Stored items:
....

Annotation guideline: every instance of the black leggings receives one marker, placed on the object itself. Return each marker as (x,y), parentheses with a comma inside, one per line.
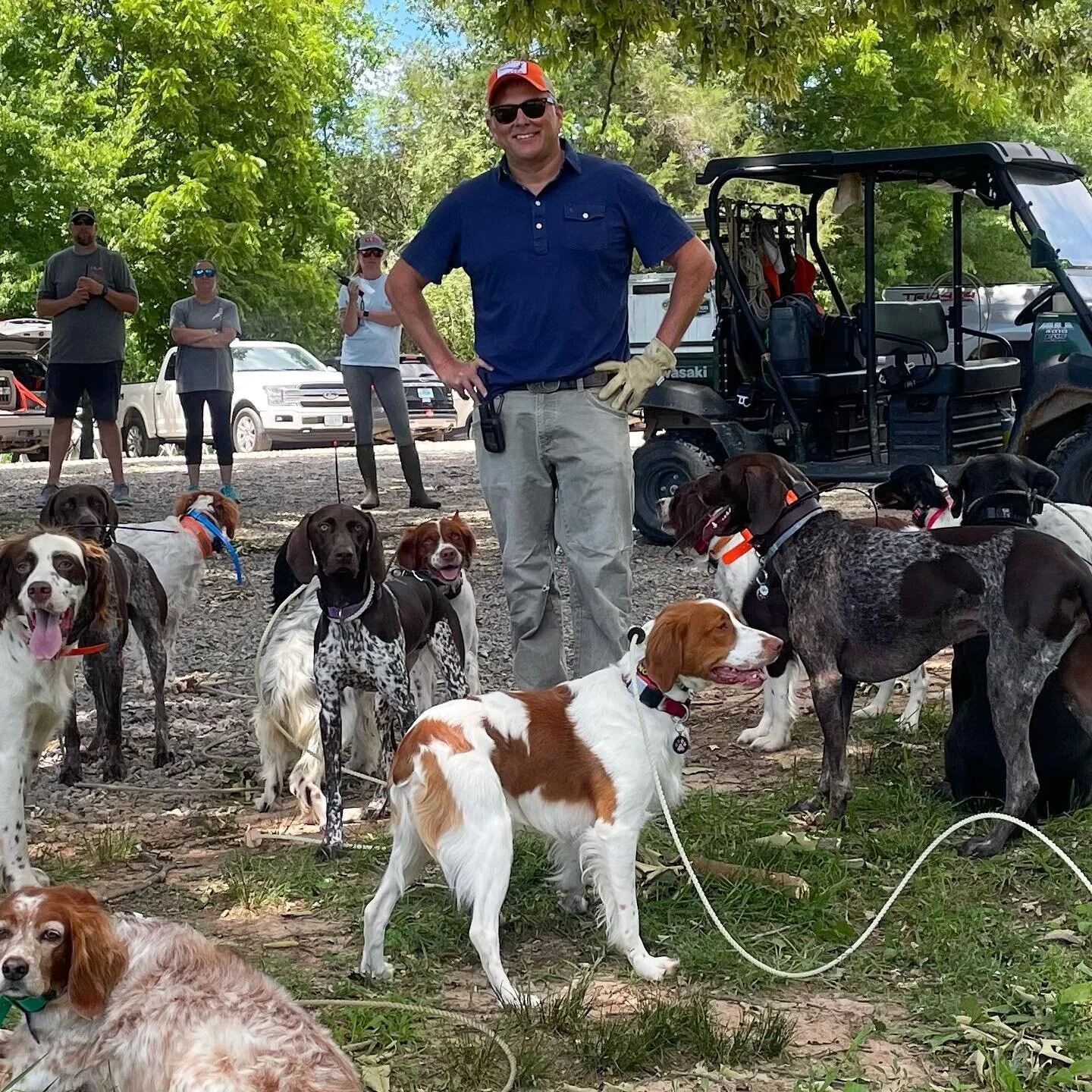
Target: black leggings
(220,411)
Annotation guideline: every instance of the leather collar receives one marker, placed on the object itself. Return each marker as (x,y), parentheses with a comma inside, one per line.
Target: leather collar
(652,697)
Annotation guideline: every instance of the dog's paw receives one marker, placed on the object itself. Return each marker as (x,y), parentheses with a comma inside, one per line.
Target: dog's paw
(655,968)
(380,972)
(573,902)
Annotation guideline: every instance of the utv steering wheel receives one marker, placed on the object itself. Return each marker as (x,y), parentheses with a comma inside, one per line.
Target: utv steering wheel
(1037,305)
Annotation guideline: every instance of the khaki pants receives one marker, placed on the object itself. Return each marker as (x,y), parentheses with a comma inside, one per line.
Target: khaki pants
(566,479)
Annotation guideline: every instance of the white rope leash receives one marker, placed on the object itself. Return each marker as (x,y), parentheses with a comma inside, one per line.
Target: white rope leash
(887,905)
(258,662)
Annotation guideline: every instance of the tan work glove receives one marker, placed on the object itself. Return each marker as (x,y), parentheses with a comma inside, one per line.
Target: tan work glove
(637,375)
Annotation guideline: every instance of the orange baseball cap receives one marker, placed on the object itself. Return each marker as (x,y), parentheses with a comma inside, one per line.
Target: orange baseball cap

....

WHAT YOU HAVE TO DO: Print every item above word for word, leaving out the pictures.

ANSWER TO THE TASK:
Annotation guideline: every instance of the black leggings receives one marker, placed on the object itself. Return each marker as (x,y), parentheses with a comma inside, one per line.
Target: black leggings
(220,411)
Annotation guideline: every instance of the leather collar receives one marker, placed on the object itself. Return each marker as (x,y), parentheses with a comma inside, one per line.
Target: leather collar
(652,697)
Annotation guideline: every instance of the dog's paw receives one marker, placed on the object itself. Return each marker as (x,y), parentheses with a comma inside, one per line.
Target: dog's paw
(655,968)
(380,972)
(573,902)
Annotation guideline: every instance of the utv steering wheel receives one marker, placed on the object itself. Return each marker as (x,y), parentheses with a comma inside, one per line.
Target: utv steering wheel
(1037,305)
Annotation guideline: every instance of the khaki pants receives one marker, placed on the object itself. Return each marker as (x,y), parentheses with a comma inside, one per line.
Target: khaki pants
(566,479)
Annotation guideline: every instance of the white rope leash receives one marker, placed on the object itself. Return each marker as (x,y), parentheses with a comma inside, one per line.
Target: white rope leash
(887,905)
(258,662)
Annotation guideline: every instance of the tan work glove receives one marker, placed on the object itself. Return each marker as (x,y), parentheses with a comma inside, one per line.
Target: tan work glove
(637,375)
Annotation guideline: every instance of the orange baseball cap receives one marker, placed on the object itself. Return each marker as (x,y), parentheses with a comma inside, one per line.
Target: orange baseball cap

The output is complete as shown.